All entries are to be transcribed exactly. Pictures are not part of the copy.
○ ○ ○
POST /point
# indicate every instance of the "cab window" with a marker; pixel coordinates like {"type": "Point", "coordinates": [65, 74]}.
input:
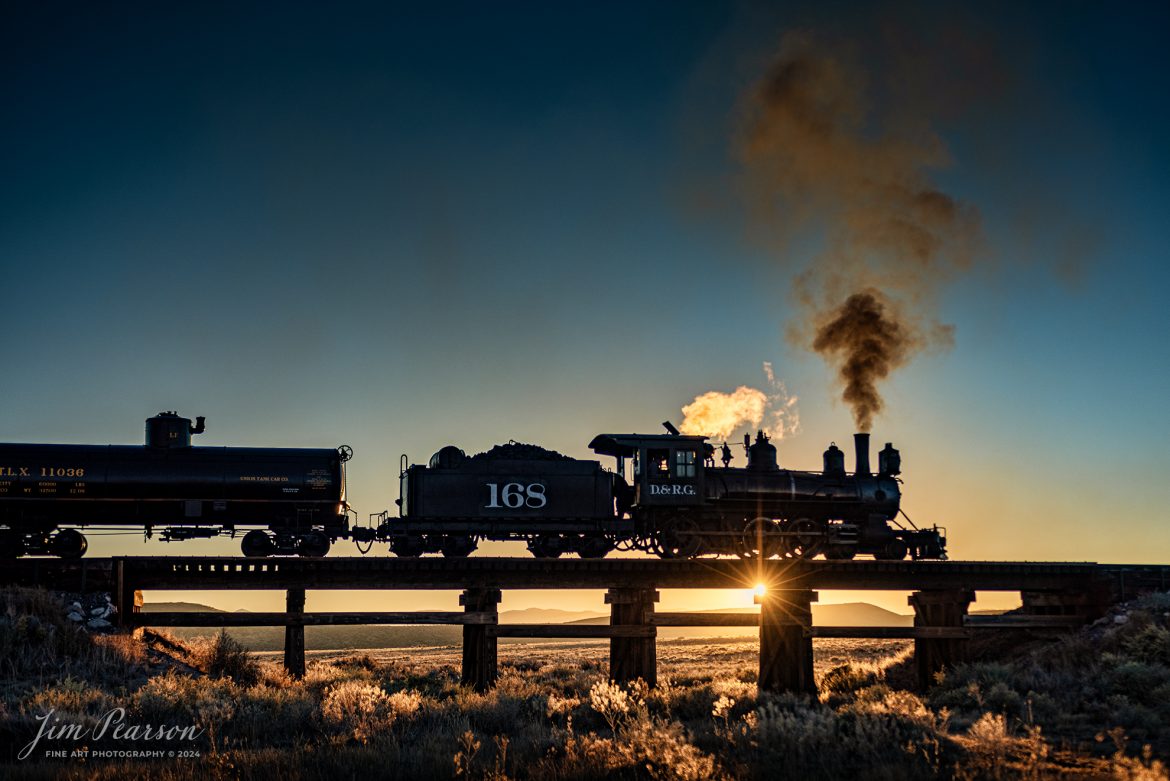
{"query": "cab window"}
{"type": "Point", "coordinates": [658, 463]}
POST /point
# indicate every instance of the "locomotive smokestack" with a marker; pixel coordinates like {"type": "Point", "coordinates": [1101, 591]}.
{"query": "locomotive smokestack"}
{"type": "Point", "coordinates": [861, 442]}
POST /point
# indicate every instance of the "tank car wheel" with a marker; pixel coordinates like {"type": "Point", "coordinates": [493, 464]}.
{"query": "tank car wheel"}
{"type": "Point", "coordinates": [680, 539]}
{"type": "Point", "coordinates": [893, 551]}
{"type": "Point", "coordinates": [759, 539]}
{"type": "Point", "coordinates": [256, 544]}
{"type": "Point", "coordinates": [69, 544]}
{"type": "Point", "coordinates": [314, 545]}
{"type": "Point", "coordinates": [458, 547]}
{"type": "Point", "coordinates": [809, 538]}
{"type": "Point", "coordinates": [12, 544]}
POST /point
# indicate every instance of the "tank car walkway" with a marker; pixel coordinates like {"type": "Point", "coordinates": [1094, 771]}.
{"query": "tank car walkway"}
{"type": "Point", "coordinates": [1054, 595]}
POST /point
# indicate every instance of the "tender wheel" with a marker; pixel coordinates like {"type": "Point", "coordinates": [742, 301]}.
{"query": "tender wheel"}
{"type": "Point", "coordinates": [256, 544]}
{"type": "Point", "coordinates": [458, 547]}
{"type": "Point", "coordinates": [759, 539]}
{"type": "Point", "coordinates": [546, 546]}
{"type": "Point", "coordinates": [840, 552]}
{"type": "Point", "coordinates": [807, 540]}
{"type": "Point", "coordinates": [69, 544]}
{"type": "Point", "coordinates": [593, 546]}
{"type": "Point", "coordinates": [314, 544]}
{"type": "Point", "coordinates": [893, 551]}
{"type": "Point", "coordinates": [680, 539]}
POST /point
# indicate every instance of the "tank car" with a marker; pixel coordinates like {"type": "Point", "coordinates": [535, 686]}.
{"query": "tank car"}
{"type": "Point", "coordinates": [291, 500]}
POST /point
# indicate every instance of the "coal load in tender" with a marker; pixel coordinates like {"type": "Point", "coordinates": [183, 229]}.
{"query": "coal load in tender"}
{"type": "Point", "coordinates": [521, 451]}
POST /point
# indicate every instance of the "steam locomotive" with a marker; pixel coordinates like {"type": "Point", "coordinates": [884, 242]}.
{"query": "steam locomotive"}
{"type": "Point", "coordinates": [666, 497]}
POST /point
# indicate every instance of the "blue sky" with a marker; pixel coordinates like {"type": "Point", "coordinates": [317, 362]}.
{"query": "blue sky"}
{"type": "Point", "coordinates": [399, 228]}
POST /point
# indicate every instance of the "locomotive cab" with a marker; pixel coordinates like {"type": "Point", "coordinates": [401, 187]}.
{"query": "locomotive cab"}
{"type": "Point", "coordinates": [667, 468]}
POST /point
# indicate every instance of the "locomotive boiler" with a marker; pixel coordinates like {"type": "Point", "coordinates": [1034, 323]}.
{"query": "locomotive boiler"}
{"type": "Point", "coordinates": [291, 500]}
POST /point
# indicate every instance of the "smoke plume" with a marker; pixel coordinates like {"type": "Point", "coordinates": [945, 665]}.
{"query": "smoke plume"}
{"type": "Point", "coordinates": [717, 415]}
{"type": "Point", "coordinates": [828, 154]}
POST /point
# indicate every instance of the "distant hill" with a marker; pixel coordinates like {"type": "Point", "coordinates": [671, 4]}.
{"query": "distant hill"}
{"type": "Point", "coordinates": [319, 638]}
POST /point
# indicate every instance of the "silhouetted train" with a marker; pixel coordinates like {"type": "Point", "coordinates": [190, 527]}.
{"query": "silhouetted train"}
{"type": "Point", "coordinates": [293, 499]}
{"type": "Point", "coordinates": [666, 497]}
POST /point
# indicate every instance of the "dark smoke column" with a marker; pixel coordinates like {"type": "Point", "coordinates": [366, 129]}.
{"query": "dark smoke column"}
{"type": "Point", "coordinates": [865, 340]}
{"type": "Point", "coordinates": [831, 154]}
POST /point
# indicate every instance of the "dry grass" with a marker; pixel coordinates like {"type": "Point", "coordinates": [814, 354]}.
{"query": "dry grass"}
{"type": "Point", "coordinates": [555, 716]}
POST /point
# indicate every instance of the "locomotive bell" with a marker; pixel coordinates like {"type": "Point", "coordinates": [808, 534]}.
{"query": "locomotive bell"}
{"type": "Point", "coordinates": [448, 457]}
{"type": "Point", "coordinates": [889, 461]}
{"type": "Point", "coordinates": [170, 429]}
{"type": "Point", "coordinates": [762, 455]}
{"type": "Point", "coordinates": [834, 461]}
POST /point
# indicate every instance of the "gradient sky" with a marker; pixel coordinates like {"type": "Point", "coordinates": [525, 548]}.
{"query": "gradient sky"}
{"type": "Point", "coordinates": [399, 228]}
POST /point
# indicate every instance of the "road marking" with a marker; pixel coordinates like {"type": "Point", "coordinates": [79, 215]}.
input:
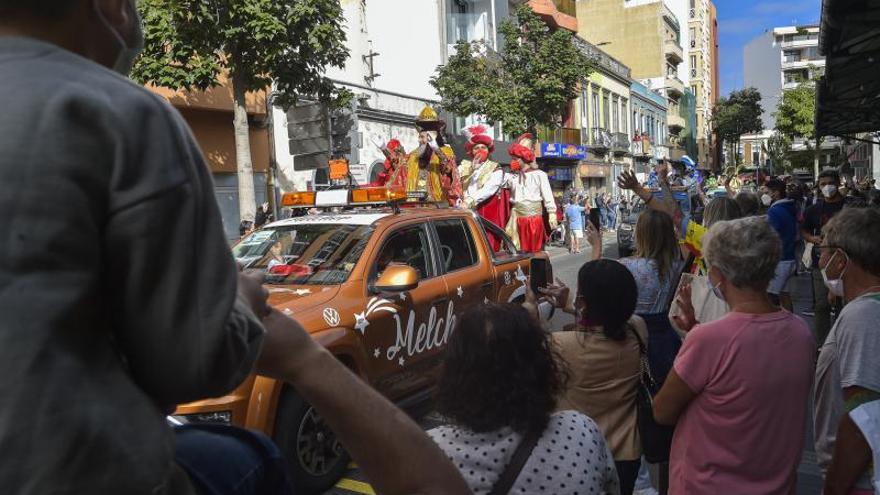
○ ○ ○
TASK ANSWER:
POST /point
# indicate every instance of the "cab window" with a marker; pixel coordinates like {"type": "Point", "coordinates": [65, 74]}.
input:
{"query": "cab window"}
{"type": "Point", "coordinates": [658, 463]}
POST /point
# indicate every instance of the "locomotive smokestack" with a marker; pixel coordinates like {"type": "Point", "coordinates": [1101, 591]}.
{"query": "locomotive smokestack"}
{"type": "Point", "coordinates": [861, 442]}
POST /point
# indicate every instance of the "tank car wheel" with a marker; pixel coordinates like {"type": "Point", "coordinates": [493, 464]}.
{"query": "tank car wheel"}
{"type": "Point", "coordinates": [680, 539]}
{"type": "Point", "coordinates": [893, 551]}
{"type": "Point", "coordinates": [759, 539]}
{"type": "Point", "coordinates": [256, 544]}
{"type": "Point", "coordinates": [69, 544]}
{"type": "Point", "coordinates": [314, 545]}
{"type": "Point", "coordinates": [458, 547]}
{"type": "Point", "coordinates": [809, 538]}
{"type": "Point", "coordinates": [12, 544]}
POST /point
# indicate every instance of the "tank car walkway" with a marker; pixel coordinates like {"type": "Point", "coordinates": [1094, 771]}.
{"query": "tank car walkway"}
{"type": "Point", "coordinates": [1054, 595]}
POST /point
# indicate every instance of the "tender wheel" with a marker; pixel coordinates like {"type": "Point", "coordinates": [742, 301]}.
{"query": "tender wheel"}
{"type": "Point", "coordinates": [256, 544]}
{"type": "Point", "coordinates": [458, 547]}
{"type": "Point", "coordinates": [759, 539]}
{"type": "Point", "coordinates": [546, 546]}
{"type": "Point", "coordinates": [840, 552]}
{"type": "Point", "coordinates": [807, 540]}
{"type": "Point", "coordinates": [69, 544]}
{"type": "Point", "coordinates": [593, 546]}
{"type": "Point", "coordinates": [314, 544]}
{"type": "Point", "coordinates": [893, 551]}
{"type": "Point", "coordinates": [680, 539]}
POST /point
# indicate every instance of the "tank car" with a marker; pixel coordinates like {"type": "Point", "coordinates": [535, 686]}.
{"query": "tank car"}
{"type": "Point", "coordinates": [291, 500]}
POST /point
# indicate every instance of the "coal load in tender" with a marker; pixel coordinates like {"type": "Point", "coordinates": [183, 229]}.
{"query": "coal load in tender"}
{"type": "Point", "coordinates": [521, 451]}
POST /point
# indicate every instance of the "steam locomotive" with a marker; pixel coordinates like {"type": "Point", "coordinates": [884, 242]}.
{"query": "steam locomotive"}
{"type": "Point", "coordinates": [666, 497]}
POST /point
# indicate every instance of the "blue sky" with a marker; pixel coordinates like {"type": "Point", "coordinates": [317, 362]}.
{"query": "blue sky"}
{"type": "Point", "coordinates": [399, 228]}
POST /point
# indicate every instance of the "locomotive cab" with a marker; pixel coordinates like {"type": "Point", "coordinates": [401, 187]}.
{"query": "locomotive cab"}
{"type": "Point", "coordinates": [667, 468]}
POST /point
# indicate every instance of the "locomotive boiler" with a marker; pixel coordinates like {"type": "Point", "coordinates": [1034, 323]}.
{"query": "locomotive boiler"}
{"type": "Point", "coordinates": [291, 500]}
POST /point
# indicate every instance of the "smoke plume" with a marker; pixel coordinates like {"type": "Point", "coordinates": [945, 665]}.
{"query": "smoke plume"}
{"type": "Point", "coordinates": [717, 415]}
{"type": "Point", "coordinates": [828, 154]}
POST /point
# indicate every instance of the "distant hill" with a marker; pixel coordinates like {"type": "Point", "coordinates": [671, 4]}.
{"query": "distant hill"}
{"type": "Point", "coordinates": [319, 638]}
POST /point
# indicate every instance of the "silhouetted train" with a marker; pixel coordinates like {"type": "Point", "coordinates": [190, 527]}.
{"query": "silhouetted train"}
{"type": "Point", "coordinates": [293, 499]}
{"type": "Point", "coordinates": [666, 497]}
POST /point
# indicate every instance of the "dark smoke column" with a marker; pixel coordinates like {"type": "Point", "coordinates": [366, 129]}.
{"query": "dark smoke column"}
{"type": "Point", "coordinates": [865, 340]}
{"type": "Point", "coordinates": [831, 154]}
POST /point
# indicate every instance of the "dry grass" with a marker; pixel coordinates like {"type": "Point", "coordinates": [814, 354]}.
{"query": "dry grass"}
{"type": "Point", "coordinates": [555, 716]}
POST /point
# indicate every instance of the "locomotive bell" with a marker; pixel coordinates like {"type": "Point", "coordinates": [808, 534]}.
{"query": "locomotive bell"}
{"type": "Point", "coordinates": [448, 457]}
{"type": "Point", "coordinates": [889, 461]}
{"type": "Point", "coordinates": [170, 429]}
{"type": "Point", "coordinates": [762, 455]}
{"type": "Point", "coordinates": [834, 461]}
POST /point
# indicate every instance of the "gradient sky" with a marker; pixel coordinates like {"type": "Point", "coordinates": [525, 548]}.
{"query": "gradient sky"}
{"type": "Point", "coordinates": [399, 228]}
POST /point
# indicate every instance of the "road marking" with a marker; pixel coordinates like {"type": "Point", "coordinates": [79, 215]}.
input:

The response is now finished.